What the task requires ▸ Extract, character for character, every line from the beginning of the Records through the line containing "[[[145,154],[0,17],[0,310],[249,314]]]", including that line.

Records:
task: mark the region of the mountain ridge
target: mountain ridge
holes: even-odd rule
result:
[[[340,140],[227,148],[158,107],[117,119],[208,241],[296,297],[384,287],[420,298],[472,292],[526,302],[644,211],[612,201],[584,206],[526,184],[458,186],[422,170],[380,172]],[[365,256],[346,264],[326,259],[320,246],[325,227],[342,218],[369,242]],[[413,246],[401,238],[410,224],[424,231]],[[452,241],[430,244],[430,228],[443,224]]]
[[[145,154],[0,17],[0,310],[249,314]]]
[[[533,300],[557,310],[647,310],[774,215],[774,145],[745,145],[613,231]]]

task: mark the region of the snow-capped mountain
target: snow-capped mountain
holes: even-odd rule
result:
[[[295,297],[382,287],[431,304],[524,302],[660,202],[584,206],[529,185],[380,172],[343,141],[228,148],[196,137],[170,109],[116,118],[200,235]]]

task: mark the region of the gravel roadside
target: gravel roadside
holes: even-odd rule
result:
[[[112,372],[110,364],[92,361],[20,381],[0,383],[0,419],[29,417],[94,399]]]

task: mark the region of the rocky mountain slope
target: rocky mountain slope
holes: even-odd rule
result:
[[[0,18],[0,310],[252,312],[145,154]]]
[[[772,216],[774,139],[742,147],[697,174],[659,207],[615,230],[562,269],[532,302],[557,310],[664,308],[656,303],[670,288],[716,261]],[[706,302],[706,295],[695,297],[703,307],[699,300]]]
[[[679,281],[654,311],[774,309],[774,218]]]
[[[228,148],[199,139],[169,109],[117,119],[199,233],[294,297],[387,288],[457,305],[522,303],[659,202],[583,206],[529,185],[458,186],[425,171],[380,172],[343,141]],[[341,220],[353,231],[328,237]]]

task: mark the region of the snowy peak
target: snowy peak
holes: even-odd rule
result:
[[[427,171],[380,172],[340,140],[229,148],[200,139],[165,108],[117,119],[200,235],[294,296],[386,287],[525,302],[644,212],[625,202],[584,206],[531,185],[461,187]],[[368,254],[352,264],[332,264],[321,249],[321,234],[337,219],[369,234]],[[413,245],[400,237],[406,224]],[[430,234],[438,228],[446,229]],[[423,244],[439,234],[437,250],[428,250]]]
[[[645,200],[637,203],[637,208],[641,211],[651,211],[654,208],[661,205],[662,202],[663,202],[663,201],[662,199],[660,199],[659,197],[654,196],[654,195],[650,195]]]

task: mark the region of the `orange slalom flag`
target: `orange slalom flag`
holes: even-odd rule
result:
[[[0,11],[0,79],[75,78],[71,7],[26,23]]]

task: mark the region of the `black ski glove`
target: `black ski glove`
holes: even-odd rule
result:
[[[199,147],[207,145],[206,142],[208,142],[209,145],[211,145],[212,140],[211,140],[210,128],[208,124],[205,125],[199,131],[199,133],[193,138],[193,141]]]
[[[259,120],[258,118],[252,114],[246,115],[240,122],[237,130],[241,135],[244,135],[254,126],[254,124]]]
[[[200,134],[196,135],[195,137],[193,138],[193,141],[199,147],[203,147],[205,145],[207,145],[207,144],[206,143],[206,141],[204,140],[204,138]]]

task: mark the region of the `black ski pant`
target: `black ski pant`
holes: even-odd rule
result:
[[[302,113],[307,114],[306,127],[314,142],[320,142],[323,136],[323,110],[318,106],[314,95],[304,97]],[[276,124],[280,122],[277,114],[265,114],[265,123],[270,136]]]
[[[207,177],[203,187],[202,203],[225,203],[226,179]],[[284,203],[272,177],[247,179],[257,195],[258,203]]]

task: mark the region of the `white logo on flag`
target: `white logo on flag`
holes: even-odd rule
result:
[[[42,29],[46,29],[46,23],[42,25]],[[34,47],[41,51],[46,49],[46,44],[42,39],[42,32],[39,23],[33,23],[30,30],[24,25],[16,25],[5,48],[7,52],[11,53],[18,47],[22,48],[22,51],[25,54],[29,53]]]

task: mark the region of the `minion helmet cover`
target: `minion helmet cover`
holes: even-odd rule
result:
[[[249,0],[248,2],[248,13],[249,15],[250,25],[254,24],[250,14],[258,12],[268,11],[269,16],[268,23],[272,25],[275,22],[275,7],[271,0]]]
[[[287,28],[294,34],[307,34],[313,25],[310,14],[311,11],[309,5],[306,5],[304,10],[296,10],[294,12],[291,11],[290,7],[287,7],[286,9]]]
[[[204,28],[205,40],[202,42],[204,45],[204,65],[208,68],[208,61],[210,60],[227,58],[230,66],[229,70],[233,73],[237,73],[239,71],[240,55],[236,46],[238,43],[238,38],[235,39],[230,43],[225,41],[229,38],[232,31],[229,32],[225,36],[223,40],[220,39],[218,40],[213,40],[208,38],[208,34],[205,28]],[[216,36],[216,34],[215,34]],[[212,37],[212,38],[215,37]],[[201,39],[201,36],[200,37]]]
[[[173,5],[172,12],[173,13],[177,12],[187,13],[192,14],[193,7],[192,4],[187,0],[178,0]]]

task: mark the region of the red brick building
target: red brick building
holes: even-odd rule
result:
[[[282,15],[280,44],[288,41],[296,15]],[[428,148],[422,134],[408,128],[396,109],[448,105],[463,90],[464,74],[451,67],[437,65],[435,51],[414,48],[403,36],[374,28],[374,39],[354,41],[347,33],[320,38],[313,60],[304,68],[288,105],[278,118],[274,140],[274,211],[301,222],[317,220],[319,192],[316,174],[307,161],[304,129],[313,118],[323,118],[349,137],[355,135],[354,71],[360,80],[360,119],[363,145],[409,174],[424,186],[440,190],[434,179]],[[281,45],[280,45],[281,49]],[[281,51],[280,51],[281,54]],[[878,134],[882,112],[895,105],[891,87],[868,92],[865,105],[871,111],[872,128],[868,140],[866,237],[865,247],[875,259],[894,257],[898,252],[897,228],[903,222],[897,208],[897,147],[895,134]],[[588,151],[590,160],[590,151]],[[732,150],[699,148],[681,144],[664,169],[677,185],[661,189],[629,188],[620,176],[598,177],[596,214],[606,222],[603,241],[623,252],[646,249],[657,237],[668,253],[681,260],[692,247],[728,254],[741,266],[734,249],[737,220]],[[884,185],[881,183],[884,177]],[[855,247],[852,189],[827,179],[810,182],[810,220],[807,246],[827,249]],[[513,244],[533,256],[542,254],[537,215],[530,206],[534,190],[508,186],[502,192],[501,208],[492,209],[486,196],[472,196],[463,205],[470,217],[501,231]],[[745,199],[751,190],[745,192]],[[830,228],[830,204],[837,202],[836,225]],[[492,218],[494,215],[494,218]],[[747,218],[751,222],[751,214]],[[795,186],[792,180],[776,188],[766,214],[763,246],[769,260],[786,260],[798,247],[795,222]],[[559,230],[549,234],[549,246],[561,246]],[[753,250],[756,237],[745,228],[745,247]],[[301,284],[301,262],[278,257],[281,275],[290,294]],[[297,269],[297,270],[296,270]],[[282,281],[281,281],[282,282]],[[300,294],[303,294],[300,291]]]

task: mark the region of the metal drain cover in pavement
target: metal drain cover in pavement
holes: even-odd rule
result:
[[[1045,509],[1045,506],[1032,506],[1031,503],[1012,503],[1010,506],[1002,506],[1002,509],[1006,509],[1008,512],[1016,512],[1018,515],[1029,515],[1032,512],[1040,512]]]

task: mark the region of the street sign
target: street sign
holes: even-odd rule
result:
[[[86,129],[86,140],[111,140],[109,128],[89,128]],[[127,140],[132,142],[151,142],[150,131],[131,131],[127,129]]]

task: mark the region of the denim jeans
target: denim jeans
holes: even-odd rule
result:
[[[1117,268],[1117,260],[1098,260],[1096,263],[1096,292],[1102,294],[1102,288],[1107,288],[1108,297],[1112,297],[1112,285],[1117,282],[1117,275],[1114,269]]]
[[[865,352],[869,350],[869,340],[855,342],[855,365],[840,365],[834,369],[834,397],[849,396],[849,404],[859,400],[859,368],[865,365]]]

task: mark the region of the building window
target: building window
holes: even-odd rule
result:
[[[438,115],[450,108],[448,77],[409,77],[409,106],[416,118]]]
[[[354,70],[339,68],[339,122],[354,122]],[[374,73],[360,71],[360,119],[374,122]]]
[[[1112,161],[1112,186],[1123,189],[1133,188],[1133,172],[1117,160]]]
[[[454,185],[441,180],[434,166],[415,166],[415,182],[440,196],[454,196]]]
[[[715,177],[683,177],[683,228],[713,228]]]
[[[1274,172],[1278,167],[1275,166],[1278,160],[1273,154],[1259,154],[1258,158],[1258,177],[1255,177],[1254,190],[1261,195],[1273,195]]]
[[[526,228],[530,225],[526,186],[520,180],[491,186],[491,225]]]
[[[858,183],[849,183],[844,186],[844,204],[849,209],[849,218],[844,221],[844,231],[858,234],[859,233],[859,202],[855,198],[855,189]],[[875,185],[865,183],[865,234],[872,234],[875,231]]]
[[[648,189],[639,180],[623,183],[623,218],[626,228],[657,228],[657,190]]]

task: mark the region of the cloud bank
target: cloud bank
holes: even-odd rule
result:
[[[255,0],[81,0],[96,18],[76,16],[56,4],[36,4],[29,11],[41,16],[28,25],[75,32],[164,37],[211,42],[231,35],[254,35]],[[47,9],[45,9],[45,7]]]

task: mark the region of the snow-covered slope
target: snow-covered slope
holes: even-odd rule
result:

Solved problem ▸
task: mark the region of the mountain ridge
target: mountain ridge
holes: even-odd rule
result:
[[[340,140],[227,148],[158,107],[117,119],[208,241],[296,297],[384,287],[420,298],[472,292],[526,302],[644,211],[612,201],[584,206],[526,184],[458,186],[422,170],[380,172]],[[365,256],[346,264],[326,259],[320,246],[325,227],[342,218],[369,242]],[[413,246],[401,238],[410,224],[424,231]],[[452,241],[430,244],[430,228],[443,224]]]
[[[145,154],[0,17],[0,310],[249,314]]]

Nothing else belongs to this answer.